Records from a collection:
====

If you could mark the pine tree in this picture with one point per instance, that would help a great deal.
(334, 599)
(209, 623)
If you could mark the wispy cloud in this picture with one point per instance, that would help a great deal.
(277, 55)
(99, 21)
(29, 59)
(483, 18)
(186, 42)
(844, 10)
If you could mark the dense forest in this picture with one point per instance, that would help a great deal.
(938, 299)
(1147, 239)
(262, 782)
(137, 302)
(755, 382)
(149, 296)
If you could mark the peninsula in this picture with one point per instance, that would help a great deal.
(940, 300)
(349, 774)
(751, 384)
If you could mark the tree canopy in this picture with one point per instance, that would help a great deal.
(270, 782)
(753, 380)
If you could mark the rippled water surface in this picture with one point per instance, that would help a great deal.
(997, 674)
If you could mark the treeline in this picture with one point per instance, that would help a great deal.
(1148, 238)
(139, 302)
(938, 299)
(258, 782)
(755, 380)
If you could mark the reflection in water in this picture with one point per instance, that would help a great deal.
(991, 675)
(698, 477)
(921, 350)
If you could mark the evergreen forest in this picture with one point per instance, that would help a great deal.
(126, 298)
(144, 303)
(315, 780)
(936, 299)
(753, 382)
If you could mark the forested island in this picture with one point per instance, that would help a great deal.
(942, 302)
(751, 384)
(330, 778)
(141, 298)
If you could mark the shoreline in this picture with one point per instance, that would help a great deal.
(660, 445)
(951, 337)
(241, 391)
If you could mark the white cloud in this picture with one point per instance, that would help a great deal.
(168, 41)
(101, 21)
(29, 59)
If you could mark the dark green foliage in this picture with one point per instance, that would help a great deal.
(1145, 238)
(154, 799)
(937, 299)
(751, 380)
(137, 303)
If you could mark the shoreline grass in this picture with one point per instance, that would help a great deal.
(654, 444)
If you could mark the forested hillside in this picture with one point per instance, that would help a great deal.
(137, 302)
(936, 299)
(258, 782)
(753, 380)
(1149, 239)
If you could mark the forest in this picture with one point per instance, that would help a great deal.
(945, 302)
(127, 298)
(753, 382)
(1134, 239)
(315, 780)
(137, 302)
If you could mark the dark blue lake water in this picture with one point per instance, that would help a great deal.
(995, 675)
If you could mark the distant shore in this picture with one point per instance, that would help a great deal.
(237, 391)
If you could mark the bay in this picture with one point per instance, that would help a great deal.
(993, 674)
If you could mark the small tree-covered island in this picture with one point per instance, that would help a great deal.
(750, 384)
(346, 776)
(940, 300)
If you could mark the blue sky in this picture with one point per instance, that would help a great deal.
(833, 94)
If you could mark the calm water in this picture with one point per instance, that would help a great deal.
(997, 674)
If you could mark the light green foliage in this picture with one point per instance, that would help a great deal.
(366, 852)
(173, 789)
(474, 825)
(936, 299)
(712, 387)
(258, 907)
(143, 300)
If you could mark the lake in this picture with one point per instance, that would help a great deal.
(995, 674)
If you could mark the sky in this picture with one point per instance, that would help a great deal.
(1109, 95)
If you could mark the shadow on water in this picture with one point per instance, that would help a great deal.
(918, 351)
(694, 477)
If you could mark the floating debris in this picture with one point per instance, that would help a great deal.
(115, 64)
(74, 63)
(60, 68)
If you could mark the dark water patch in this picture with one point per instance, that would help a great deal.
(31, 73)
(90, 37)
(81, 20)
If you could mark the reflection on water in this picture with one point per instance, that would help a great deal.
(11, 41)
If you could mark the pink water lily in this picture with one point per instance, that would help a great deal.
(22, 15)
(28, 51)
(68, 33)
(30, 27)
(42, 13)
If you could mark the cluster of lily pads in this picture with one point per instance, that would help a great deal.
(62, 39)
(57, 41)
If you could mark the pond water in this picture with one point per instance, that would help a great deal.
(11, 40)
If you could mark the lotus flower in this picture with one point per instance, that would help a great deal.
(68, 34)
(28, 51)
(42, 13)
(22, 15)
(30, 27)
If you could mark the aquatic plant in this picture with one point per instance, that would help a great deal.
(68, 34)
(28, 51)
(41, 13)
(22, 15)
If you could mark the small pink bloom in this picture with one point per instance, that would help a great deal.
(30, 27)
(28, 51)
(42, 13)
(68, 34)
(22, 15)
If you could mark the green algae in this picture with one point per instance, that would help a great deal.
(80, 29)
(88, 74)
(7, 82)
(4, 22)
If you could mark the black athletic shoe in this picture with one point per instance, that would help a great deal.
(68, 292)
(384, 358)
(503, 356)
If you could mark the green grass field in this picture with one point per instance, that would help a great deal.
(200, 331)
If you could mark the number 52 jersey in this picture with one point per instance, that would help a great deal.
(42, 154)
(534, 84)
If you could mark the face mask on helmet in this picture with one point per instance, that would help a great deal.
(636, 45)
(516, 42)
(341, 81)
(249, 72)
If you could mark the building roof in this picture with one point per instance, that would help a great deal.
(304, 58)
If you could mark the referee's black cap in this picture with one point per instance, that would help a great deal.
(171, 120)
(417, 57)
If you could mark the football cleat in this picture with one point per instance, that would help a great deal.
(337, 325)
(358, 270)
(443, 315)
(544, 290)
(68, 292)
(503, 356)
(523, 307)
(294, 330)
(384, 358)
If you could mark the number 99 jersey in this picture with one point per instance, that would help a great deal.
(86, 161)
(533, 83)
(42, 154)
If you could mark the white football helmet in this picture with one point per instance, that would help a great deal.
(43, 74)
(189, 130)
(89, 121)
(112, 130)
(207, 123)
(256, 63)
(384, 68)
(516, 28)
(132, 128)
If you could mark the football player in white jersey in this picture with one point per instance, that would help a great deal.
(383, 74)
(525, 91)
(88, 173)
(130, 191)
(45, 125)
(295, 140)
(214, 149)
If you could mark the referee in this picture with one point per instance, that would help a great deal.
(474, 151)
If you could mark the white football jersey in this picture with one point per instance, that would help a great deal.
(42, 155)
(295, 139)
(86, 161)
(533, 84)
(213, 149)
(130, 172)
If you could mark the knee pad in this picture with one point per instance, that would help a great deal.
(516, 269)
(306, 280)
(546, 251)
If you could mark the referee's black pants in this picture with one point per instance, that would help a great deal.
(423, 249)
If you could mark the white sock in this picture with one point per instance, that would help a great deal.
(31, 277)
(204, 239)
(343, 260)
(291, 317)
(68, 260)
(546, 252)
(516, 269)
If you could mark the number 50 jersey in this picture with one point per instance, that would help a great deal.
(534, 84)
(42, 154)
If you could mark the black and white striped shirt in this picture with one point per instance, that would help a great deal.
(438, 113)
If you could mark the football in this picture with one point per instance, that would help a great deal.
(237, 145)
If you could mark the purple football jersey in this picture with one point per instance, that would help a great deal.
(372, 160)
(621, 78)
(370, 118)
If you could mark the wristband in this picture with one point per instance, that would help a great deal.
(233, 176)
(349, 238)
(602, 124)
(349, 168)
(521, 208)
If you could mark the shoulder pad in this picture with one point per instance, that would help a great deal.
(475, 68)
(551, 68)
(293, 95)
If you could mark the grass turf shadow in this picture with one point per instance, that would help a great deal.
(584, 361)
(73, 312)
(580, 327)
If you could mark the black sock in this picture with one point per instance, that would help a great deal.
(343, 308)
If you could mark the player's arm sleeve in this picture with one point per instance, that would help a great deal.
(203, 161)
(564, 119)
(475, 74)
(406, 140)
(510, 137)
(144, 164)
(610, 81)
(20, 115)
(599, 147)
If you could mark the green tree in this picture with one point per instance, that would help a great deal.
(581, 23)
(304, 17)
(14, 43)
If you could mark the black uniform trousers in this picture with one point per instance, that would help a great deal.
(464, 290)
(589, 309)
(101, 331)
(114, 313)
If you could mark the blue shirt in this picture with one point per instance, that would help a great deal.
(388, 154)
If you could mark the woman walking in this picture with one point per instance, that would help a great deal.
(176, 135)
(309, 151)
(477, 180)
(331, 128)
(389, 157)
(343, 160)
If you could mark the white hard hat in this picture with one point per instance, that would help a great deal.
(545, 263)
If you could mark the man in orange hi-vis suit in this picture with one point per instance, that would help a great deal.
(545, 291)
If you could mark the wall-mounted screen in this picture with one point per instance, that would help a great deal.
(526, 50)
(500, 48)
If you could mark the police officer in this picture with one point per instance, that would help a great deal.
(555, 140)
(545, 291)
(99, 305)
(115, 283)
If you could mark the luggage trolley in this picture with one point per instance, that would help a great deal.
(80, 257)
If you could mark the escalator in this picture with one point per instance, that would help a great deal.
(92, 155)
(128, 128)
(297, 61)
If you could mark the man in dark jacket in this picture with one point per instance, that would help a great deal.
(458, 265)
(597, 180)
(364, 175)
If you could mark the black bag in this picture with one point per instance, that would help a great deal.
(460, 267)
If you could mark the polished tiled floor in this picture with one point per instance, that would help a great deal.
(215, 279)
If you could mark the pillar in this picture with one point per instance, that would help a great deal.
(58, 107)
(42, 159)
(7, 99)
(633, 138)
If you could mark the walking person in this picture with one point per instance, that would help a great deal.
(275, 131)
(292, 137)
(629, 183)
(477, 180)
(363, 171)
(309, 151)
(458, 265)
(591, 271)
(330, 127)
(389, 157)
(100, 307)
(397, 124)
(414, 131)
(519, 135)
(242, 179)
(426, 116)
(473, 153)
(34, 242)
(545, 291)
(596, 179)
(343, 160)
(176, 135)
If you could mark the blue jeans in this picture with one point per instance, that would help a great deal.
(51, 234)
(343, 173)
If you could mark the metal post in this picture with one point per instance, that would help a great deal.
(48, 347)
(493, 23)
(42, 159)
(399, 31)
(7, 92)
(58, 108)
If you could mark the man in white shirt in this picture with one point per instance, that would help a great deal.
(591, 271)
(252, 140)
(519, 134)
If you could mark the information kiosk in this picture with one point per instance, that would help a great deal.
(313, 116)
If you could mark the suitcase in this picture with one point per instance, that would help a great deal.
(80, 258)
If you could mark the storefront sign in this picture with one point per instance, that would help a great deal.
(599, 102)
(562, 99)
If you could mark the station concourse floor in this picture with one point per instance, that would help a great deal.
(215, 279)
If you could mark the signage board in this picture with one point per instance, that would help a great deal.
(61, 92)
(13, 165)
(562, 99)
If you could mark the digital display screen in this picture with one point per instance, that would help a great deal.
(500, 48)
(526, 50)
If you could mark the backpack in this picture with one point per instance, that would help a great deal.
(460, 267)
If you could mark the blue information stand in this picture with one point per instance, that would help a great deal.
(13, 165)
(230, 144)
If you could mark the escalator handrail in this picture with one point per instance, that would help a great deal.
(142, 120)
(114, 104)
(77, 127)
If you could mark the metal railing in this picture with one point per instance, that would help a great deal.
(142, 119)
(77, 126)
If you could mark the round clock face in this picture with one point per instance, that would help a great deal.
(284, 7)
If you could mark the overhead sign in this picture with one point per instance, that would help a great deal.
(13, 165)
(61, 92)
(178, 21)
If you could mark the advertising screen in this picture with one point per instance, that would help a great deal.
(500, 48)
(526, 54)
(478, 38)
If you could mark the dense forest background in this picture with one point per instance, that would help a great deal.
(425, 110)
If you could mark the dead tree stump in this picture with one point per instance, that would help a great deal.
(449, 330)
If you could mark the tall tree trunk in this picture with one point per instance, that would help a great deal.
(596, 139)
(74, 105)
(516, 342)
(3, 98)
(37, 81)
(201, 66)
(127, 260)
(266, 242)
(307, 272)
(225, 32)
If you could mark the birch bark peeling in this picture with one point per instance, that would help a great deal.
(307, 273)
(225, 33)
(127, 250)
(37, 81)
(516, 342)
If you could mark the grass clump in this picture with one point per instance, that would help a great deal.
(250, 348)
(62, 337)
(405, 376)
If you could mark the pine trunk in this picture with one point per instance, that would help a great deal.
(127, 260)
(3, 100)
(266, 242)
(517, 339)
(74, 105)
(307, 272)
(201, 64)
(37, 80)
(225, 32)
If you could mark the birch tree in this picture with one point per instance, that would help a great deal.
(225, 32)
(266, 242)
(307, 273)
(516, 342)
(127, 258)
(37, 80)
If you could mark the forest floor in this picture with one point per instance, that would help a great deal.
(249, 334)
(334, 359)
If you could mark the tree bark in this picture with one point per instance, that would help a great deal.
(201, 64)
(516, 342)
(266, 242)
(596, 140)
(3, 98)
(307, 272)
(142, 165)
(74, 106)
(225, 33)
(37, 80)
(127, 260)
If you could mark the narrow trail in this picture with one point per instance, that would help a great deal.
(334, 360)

====

Exercise requirements:
Only those lines running from the one containing "If you could mark the tall" through the last line of the data above are to be copied, exactly, with both ends included.

Task result:
If you could mark the tall tree trunk in this picture with one point per instance, that would help a great deal.
(596, 139)
(74, 105)
(516, 342)
(3, 98)
(37, 81)
(201, 66)
(127, 260)
(266, 242)
(307, 272)
(225, 32)
If you could mark the birch bark peeling in this picture with one point per instance, that would help a great deal.
(307, 273)
(225, 33)
(127, 250)
(37, 81)
(516, 342)
If you could mark the grass clump in this picture with one point per instance, that would help a great deal.
(250, 348)
(62, 337)
(405, 376)
If you could mark the pine trunk in this picture with one point per instance, that would help a great deal.
(127, 260)
(3, 100)
(266, 242)
(517, 339)
(74, 105)
(307, 272)
(201, 64)
(37, 80)
(225, 32)
If you could mark the birch tree in this picture with one point per instance, that would help a great deal.
(225, 32)
(266, 242)
(307, 273)
(516, 342)
(127, 258)
(37, 80)
If you could mark the forest floor in this picture with one point per instance, that would help a great deal.
(249, 334)
(334, 359)
If you could mark the tree bark in this picture with one point per instance, that would help a great deal.
(201, 64)
(516, 342)
(266, 242)
(596, 140)
(3, 98)
(307, 272)
(142, 165)
(74, 106)
(225, 33)
(37, 80)
(127, 260)
If you could mark the narrow trail in this picture with one point per instance, that would help a great deal.
(334, 360)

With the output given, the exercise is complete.